Problem requirements — A faithful transcription of all the data is required.

— BEGIN Record set —

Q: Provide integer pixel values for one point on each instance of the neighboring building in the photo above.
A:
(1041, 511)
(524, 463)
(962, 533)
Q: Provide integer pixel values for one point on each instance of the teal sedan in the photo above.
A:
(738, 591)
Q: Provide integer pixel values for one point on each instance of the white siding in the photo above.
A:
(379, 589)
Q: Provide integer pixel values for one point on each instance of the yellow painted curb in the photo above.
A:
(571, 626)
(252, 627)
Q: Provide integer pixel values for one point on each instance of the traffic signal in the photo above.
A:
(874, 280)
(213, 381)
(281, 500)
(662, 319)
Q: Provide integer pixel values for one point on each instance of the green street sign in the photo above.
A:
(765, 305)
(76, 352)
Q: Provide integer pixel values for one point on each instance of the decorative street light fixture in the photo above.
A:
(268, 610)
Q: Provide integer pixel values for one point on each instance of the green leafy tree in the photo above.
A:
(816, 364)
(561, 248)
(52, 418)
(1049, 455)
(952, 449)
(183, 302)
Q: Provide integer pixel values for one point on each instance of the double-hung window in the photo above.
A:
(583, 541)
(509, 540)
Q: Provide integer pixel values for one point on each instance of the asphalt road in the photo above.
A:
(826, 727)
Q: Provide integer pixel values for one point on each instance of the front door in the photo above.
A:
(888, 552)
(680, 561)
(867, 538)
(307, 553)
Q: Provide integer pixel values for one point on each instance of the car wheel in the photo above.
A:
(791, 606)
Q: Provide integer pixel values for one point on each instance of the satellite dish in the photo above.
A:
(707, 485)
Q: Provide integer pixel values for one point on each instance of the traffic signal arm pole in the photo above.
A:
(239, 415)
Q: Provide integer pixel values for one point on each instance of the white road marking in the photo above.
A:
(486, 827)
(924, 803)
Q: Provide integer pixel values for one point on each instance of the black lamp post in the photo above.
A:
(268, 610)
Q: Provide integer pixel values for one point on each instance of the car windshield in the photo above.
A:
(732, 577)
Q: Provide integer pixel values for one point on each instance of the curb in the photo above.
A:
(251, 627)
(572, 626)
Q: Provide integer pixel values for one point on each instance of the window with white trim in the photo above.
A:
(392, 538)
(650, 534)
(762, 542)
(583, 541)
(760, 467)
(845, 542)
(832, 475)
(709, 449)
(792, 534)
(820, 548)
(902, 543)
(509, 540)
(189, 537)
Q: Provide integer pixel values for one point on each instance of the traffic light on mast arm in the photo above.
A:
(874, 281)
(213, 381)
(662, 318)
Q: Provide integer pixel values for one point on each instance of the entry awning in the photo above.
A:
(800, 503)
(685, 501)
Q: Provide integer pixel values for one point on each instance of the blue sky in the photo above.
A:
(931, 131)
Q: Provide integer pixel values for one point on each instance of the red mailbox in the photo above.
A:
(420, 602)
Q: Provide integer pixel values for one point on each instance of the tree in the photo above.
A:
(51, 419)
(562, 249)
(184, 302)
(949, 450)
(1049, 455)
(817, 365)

— END Record set —

In response —
Q: Provide integer pixel values for one point on each instance of the neighboring building in the photo above.
A:
(1041, 511)
(524, 463)
(962, 533)
Q: Provide integer pixel values for one point on each instance of the teal sedan in the photo above.
A:
(738, 591)
Q: Provide integer pixel values for one point on each instance of the white siding in the photo above.
A:
(379, 589)
Q: Provide integer pixel values for one point on each instance of the yellow painted curb in the photo above.
A:
(571, 626)
(252, 627)
Q: Provide integer pixel values for one point on each instance of the traffic signal in the photo above.
A:
(874, 280)
(213, 381)
(281, 500)
(662, 319)
Q: Provide integer pixel values for one point on each instance of the green street sign in the photo above.
A:
(765, 305)
(76, 352)
Q: Provide integer pixel values for one point on each instance of the decorative street light fixture in the photo above.
A:
(268, 610)
Q: Provide integer pixel values for one point on each instance of the green leafy tree in the photo above.
A:
(816, 364)
(561, 248)
(52, 418)
(1049, 455)
(952, 449)
(183, 302)
Q: Provide integer pixel values for one point on each instance of the double-hung window in the photo above.
A:
(583, 541)
(509, 540)
Q: Provide integer pixel values for one point on each instance of the asphalt road in the photo above.
A:
(826, 727)
Q: Provide integer pixel values for one point on each instance of the front door in the photo above.
A:
(888, 552)
(680, 561)
(867, 538)
(307, 553)
Q: Provide integer pixel values for one point on each instance of the car wheel in the photo above.
A:
(791, 606)
Q: Provide integer pixel values for one point on each instance of the satellite dish in the photo above.
A:
(707, 485)
Q: Provide integer pixel values for one point on each instance of the traffic signal arm pole in the photo above.
A:
(239, 415)
Q: Provide integer pixel values for one point on each instance of the white road marking in the photo above.
A:
(486, 827)
(924, 803)
Q: Provide integer pixel values for one point on each instance of the black lamp post in the photo above.
A:
(268, 610)
Q: Provide integer pixel values for one point on each instance of the car windshield in the photo above.
A:
(732, 577)
Q: Provide integer pixel values for one point on each instance of the curb in the photo above.
A:
(251, 627)
(572, 626)
Q: Provide integer pixel values for one point on each instance of the window with white trim in the photo above.
A:
(392, 538)
(650, 534)
(762, 542)
(583, 541)
(760, 467)
(845, 542)
(832, 475)
(709, 449)
(792, 534)
(820, 548)
(902, 543)
(509, 540)
(189, 537)
Q: Provide integer pixel values for one point on each instance of the traffic light on mast arm in the photo above.
A:
(874, 281)
(213, 381)
(662, 318)
Q: Provide integer pixel values for one point on each instance of the entry awning in the photo above.
A:
(800, 503)
(685, 501)
Q: Provide integer pixel values for one point on each instance of the blue sky in the photo above.
A:
(931, 131)
Q: Provide integer pixel values for one point on each instance of the red mailbox in the photo above.
A:
(420, 602)
Q: Provide integer pixel values for one point on each instance of the tree in the photo above.
A:
(51, 419)
(562, 249)
(184, 302)
(949, 450)
(1049, 455)
(817, 365)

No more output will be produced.